*Requirement*.
Below is some data. Retype exactly the lines starting at the one with "Query: dark picture frame on wall" and ending at the one with "Query: metal drawer pull".

=== Begin Enclosure ===

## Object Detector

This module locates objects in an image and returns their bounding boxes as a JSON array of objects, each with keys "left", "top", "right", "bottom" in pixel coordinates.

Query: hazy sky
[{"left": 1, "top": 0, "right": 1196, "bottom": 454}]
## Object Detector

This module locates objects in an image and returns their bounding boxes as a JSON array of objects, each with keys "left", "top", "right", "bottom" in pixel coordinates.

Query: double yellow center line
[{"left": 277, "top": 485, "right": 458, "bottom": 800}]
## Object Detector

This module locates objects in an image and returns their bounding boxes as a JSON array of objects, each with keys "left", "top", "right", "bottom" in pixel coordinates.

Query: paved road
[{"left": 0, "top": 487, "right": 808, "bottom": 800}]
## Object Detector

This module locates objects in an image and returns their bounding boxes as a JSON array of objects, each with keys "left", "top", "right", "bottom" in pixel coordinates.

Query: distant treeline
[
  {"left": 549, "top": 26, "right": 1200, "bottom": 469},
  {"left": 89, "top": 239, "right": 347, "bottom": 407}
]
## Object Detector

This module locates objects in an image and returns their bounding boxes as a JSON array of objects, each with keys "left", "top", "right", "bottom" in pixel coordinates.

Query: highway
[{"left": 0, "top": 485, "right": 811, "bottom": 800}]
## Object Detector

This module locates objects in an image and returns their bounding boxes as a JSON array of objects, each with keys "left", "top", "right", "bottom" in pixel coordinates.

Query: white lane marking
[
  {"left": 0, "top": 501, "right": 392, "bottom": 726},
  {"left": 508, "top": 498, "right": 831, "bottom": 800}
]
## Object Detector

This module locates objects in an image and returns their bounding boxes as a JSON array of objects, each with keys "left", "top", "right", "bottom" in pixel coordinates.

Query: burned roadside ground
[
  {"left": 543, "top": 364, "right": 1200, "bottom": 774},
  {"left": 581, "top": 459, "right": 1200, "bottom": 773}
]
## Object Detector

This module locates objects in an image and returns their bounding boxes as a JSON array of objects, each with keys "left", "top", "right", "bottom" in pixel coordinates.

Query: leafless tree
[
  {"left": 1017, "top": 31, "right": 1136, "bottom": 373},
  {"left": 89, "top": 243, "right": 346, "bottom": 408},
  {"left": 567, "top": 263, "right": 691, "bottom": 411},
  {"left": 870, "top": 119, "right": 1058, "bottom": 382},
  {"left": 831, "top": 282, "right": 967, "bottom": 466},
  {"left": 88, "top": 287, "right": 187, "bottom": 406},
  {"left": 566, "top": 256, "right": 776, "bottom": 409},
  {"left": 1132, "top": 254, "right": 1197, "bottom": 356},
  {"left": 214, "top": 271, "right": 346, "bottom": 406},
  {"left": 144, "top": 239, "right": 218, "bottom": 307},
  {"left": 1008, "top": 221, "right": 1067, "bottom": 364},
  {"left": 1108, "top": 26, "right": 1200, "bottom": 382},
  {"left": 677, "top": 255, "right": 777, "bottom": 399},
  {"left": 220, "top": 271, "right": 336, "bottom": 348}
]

=== End Enclosure ===
=== Begin Enclosure ===

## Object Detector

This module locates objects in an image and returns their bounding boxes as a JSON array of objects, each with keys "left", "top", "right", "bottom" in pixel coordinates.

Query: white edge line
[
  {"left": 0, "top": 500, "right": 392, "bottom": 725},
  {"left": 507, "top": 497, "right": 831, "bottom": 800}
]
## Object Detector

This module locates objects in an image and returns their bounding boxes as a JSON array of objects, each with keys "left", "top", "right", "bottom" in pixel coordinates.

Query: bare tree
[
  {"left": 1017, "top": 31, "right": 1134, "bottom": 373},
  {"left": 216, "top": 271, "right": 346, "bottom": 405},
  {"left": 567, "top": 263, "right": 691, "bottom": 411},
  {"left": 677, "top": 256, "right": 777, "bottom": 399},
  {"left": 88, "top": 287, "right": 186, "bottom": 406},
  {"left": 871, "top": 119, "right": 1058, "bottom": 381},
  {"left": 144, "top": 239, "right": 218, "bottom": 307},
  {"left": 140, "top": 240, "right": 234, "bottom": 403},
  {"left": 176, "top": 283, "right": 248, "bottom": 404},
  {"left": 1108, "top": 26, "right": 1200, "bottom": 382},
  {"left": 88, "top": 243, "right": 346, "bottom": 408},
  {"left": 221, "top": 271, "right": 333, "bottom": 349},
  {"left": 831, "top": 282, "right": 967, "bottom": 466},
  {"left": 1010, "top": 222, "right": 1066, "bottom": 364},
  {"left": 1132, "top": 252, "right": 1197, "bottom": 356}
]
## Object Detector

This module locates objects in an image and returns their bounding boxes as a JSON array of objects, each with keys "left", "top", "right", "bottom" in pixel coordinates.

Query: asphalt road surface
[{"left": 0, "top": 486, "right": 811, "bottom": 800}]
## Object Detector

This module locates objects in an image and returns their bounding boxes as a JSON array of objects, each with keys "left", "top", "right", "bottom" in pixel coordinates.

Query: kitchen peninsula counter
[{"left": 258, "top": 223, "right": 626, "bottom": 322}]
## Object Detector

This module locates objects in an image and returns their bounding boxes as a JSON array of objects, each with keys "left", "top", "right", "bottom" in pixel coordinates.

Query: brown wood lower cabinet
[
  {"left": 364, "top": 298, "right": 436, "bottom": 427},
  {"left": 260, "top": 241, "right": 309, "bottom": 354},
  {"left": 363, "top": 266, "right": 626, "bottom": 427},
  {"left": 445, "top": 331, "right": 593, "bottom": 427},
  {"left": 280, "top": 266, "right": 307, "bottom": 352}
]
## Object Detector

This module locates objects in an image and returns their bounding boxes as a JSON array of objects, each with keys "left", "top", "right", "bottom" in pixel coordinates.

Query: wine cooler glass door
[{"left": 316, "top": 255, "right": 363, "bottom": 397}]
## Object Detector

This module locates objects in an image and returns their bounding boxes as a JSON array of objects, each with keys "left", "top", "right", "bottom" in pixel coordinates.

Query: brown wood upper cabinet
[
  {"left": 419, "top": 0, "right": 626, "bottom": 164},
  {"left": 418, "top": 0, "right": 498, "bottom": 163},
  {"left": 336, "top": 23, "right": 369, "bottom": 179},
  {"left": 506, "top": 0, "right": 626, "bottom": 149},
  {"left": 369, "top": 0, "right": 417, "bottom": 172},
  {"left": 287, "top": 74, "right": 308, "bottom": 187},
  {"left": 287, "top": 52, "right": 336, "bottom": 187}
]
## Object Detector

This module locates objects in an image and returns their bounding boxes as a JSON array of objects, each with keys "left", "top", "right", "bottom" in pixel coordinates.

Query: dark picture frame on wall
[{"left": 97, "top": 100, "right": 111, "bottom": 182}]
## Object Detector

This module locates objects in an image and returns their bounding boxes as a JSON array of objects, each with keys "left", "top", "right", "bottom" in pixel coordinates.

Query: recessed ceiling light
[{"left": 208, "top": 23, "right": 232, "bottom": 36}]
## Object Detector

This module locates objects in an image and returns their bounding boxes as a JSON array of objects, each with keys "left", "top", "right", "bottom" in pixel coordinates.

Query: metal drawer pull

=== End Enclosure ===

*Exercise solution*.
Query: dark picture frame on wall
[{"left": 97, "top": 100, "right": 111, "bottom": 182}]
## Object Detector

This module locates objects in an image and returns their bounding boxes as a JSON array of objects, each with keys "left", "top", "right", "bottom" in pixel coordinates.

Query: recessed ceiling light
[{"left": 208, "top": 23, "right": 232, "bottom": 36}]
## Object Detector

This module locates objects in an image and returns their bounding boxes as a JSON array of objects, each with keys "left", "top", "right", "bottom" in pixel coordinates.

Query: metal drawer pull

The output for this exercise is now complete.